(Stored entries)
━━━━━━━━━━━━━━━━

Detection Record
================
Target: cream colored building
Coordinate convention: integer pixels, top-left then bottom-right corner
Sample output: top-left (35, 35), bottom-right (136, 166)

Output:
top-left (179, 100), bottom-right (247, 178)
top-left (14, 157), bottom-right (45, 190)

━━━━━━━━━━━━━━━━

=== Instructions for the task ===
Rescale all of the lines above by copying them out in full, multiplying only the coordinates in the answers by 2.2 and rounding each to the nearest whole number, with halves rounded up. Keep the coordinates after "Sample output:" unchanged.

=== Final answer ===
Detection Record
================
Target: cream colored building
Coordinate convention: integer pixels, top-left then bottom-right corner
Sample output: top-left (35, 35), bottom-right (136, 166)

Output:
top-left (394, 220), bottom-right (543, 392)
top-left (31, 345), bottom-right (99, 418)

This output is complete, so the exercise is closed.